DETALHES DO PROBLEMA —
Reproduza fielmente as linhas dos itens a seguir, começando pela que contém "For the scoring pass, find every instance of the green foliage" e terminando após a que contém "[[407, 330]]".

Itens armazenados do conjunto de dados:
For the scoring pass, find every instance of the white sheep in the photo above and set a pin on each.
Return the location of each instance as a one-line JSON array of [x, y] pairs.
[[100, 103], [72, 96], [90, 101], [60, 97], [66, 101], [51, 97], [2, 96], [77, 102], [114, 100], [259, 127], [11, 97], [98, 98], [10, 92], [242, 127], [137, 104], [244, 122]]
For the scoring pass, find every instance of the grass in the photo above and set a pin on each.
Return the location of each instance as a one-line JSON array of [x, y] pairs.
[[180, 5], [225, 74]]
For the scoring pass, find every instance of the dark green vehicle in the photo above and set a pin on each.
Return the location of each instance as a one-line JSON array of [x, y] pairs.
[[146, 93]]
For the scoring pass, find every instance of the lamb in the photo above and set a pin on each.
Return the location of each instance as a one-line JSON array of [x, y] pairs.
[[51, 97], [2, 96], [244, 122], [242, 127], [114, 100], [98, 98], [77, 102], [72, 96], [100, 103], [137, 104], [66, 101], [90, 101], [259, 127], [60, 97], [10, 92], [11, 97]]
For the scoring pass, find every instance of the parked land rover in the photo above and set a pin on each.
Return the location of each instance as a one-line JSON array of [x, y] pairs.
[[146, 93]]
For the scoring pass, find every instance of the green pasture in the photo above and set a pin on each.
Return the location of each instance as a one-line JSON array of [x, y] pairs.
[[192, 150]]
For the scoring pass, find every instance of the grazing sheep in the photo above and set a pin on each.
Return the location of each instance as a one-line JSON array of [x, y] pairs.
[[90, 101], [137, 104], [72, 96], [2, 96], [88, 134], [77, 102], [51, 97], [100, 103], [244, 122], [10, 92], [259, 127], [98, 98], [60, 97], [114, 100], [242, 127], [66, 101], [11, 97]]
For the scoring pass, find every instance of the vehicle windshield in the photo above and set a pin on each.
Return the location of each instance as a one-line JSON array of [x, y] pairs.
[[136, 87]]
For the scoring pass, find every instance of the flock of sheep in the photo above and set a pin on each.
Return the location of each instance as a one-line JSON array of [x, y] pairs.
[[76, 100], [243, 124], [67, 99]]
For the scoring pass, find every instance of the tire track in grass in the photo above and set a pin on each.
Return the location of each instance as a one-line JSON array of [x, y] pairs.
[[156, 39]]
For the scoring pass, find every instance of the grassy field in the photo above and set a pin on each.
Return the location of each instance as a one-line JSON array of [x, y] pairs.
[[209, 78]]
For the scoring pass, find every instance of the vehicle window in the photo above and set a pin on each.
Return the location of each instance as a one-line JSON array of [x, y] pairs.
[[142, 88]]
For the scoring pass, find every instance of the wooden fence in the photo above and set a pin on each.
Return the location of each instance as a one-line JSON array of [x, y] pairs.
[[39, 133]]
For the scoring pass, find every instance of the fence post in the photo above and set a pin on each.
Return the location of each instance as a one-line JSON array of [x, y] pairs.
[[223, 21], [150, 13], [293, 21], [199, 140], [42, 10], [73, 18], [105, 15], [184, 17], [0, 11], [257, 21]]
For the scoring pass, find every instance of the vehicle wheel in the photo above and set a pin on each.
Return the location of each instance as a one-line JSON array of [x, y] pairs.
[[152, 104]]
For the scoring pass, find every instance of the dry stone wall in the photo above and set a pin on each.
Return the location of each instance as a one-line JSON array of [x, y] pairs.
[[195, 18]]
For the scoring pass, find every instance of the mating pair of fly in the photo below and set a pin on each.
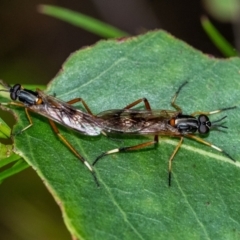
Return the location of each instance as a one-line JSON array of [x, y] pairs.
[[117, 121]]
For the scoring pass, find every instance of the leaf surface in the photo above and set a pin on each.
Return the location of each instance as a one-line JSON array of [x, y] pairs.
[[134, 200]]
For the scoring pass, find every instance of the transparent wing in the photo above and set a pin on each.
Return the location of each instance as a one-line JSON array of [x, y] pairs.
[[137, 121], [67, 115]]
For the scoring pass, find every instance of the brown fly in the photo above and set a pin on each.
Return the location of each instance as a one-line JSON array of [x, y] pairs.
[[56, 111], [159, 123]]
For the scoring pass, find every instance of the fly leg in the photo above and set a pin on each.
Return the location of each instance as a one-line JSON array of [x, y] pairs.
[[210, 145], [146, 103], [127, 149], [212, 112], [73, 150]]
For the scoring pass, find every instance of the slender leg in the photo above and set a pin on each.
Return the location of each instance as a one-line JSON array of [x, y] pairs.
[[175, 97], [171, 159], [146, 103], [127, 149], [210, 145], [136, 147], [212, 112], [69, 145]]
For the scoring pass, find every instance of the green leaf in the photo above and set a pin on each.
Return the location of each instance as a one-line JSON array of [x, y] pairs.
[[221, 43], [134, 200], [80, 20]]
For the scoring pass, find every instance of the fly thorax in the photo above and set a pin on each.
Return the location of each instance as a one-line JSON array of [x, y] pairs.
[[184, 123]]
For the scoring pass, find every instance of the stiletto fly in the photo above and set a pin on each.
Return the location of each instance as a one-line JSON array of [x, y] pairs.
[[56, 111], [159, 123]]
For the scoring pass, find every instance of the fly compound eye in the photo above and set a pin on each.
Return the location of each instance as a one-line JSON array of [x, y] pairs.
[[14, 91], [203, 119], [203, 129], [204, 124]]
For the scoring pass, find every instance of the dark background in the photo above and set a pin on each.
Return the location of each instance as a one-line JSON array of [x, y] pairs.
[[32, 49]]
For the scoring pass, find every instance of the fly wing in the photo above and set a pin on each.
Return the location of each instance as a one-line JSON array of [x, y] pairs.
[[137, 121], [65, 114]]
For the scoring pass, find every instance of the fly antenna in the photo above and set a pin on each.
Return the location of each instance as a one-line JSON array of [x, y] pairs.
[[218, 125]]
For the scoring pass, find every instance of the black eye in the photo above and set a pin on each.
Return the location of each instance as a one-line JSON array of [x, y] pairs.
[[203, 119], [203, 129], [14, 91]]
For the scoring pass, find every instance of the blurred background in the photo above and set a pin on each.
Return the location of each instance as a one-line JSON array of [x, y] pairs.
[[33, 48]]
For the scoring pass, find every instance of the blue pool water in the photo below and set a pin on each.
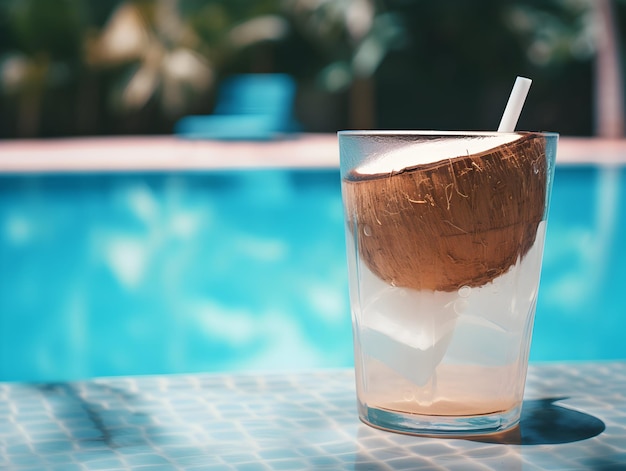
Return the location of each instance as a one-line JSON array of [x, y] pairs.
[[108, 274]]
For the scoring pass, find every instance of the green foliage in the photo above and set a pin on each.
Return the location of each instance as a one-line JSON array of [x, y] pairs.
[[430, 64]]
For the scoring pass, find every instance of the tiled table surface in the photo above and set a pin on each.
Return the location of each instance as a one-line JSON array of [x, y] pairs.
[[574, 418]]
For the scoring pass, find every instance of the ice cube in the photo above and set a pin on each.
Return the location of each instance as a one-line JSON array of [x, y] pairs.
[[407, 330]]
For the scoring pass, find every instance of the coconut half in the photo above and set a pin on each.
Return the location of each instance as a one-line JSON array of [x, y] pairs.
[[428, 221]]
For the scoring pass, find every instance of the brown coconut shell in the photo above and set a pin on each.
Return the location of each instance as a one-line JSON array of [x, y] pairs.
[[457, 222]]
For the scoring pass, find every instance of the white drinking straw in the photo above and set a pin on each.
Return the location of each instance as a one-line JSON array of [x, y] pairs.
[[514, 105]]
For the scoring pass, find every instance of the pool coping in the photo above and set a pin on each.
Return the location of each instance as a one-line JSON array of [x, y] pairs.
[[171, 153]]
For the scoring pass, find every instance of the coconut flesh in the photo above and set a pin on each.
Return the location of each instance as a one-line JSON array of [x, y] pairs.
[[429, 221]]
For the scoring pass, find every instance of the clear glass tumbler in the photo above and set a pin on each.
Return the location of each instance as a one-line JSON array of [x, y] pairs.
[[445, 234]]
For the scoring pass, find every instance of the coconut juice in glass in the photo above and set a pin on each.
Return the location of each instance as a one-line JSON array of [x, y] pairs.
[[445, 234]]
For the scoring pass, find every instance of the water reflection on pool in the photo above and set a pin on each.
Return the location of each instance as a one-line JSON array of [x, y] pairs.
[[141, 273]]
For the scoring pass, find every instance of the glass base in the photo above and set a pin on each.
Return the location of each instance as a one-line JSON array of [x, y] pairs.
[[437, 425]]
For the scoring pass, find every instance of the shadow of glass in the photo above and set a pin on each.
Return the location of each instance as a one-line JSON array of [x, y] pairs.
[[545, 423]]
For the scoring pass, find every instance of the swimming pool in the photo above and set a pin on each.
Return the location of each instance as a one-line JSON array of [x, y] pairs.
[[170, 272]]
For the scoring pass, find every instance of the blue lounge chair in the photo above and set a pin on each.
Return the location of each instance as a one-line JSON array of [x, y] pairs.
[[249, 107]]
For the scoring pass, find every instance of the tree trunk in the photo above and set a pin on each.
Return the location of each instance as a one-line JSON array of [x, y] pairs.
[[362, 114], [609, 98]]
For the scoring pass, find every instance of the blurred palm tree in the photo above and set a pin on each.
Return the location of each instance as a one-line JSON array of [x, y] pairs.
[[353, 37], [559, 31], [42, 56], [167, 54]]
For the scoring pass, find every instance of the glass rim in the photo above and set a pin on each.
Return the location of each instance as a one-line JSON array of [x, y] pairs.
[[440, 133]]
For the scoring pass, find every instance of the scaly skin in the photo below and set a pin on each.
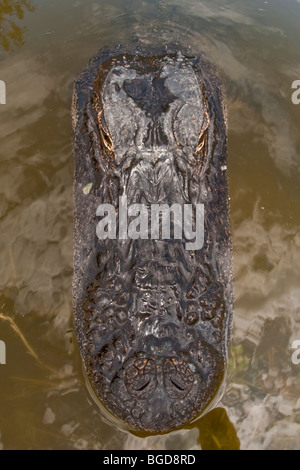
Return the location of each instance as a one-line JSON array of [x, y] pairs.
[[152, 318]]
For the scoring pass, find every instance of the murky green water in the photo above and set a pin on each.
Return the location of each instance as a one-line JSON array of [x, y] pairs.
[[44, 401]]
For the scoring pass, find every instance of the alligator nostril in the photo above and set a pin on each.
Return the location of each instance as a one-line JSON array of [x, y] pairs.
[[177, 384], [178, 378], [140, 377]]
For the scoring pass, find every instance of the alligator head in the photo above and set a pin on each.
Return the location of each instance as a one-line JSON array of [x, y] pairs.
[[152, 310]]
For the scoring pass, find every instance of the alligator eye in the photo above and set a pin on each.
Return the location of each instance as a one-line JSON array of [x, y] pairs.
[[106, 139], [203, 137]]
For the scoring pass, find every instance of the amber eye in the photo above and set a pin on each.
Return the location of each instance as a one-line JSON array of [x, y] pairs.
[[106, 139], [202, 139]]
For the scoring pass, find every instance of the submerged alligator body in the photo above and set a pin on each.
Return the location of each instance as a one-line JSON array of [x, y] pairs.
[[152, 317]]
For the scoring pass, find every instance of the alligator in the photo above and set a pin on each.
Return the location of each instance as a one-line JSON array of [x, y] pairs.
[[152, 317]]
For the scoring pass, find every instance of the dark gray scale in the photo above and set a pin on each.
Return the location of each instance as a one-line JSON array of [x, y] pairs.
[[152, 318]]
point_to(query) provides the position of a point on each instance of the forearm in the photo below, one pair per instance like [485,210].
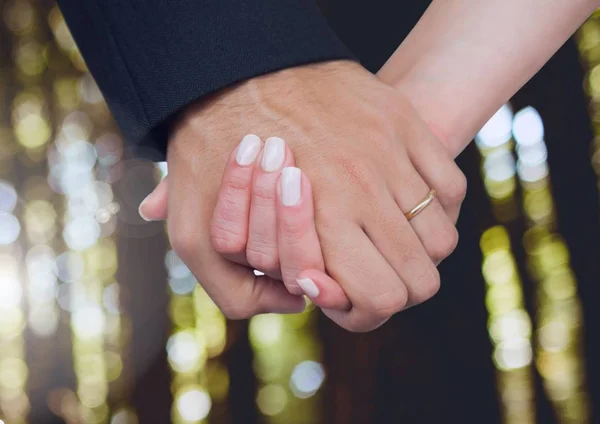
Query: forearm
[464,59]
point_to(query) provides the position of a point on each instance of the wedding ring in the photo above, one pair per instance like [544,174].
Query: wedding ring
[415,211]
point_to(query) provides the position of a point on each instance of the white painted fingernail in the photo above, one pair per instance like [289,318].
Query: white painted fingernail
[274,154]
[309,287]
[144,217]
[248,150]
[291,186]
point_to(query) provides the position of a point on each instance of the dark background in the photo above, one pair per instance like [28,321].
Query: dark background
[430,364]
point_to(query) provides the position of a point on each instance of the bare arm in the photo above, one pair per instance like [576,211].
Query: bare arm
[465,58]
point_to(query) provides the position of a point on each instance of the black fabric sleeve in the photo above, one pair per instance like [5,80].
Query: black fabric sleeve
[151,58]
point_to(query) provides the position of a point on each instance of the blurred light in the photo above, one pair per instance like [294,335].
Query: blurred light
[88,322]
[511,325]
[498,267]
[265,329]
[182,286]
[306,379]
[8,197]
[9,228]
[193,404]
[164,169]
[499,165]
[69,266]
[532,173]
[175,266]
[271,399]
[32,131]
[185,352]
[497,131]
[528,127]
[513,354]
[532,154]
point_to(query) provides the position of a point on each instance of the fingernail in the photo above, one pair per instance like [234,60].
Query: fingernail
[274,154]
[144,217]
[248,150]
[309,287]
[290,186]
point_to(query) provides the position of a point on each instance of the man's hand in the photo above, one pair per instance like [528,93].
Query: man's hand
[361,144]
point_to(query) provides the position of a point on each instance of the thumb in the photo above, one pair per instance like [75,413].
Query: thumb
[154,206]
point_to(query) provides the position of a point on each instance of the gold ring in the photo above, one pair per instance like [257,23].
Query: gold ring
[415,211]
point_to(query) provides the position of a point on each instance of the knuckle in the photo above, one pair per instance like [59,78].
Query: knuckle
[455,190]
[261,257]
[427,286]
[263,193]
[236,182]
[227,239]
[359,174]
[293,231]
[444,245]
[389,303]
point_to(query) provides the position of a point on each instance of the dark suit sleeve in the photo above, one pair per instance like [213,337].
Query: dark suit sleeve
[151,58]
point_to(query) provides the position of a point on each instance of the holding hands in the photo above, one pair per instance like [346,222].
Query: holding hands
[379,162]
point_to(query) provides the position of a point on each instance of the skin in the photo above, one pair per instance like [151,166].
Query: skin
[359,141]
[456,76]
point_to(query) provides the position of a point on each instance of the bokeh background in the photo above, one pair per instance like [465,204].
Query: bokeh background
[100,321]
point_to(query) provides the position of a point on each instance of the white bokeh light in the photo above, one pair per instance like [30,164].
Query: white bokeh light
[184,351]
[528,127]
[88,322]
[499,165]
[193,405]
[306,379]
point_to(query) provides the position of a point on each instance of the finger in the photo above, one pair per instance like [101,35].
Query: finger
[299,247]
[154,206]
[439,170]
[432,225]
[261,250]
[323,290]
[393,236]
[229,226]
[234,288]
[373,287]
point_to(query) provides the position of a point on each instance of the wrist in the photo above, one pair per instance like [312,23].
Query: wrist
[258,105]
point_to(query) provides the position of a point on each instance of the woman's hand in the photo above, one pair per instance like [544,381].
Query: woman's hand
[264,219]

TAREFA CONCLUÍDA —
For the scoring pass, find every instance of the green foliage in the photo above and set a pin on each.
Return the location of each instance as a one-line JSON array of [x, y] pairs.
[[430, 64]]
For the scoring pass, find every instance of the tiled table surface in the photo above and set a pin on each.
Return the location of each instance as a one-line JSON array of [x, y] pairs.
[[574, 418]]
For the scoring pass, find every instance of the ice cube in the photo above and set a pin on each.
Return the location of each instance as a one-line JSON array of [x, y] pairs.
[[407, 330]]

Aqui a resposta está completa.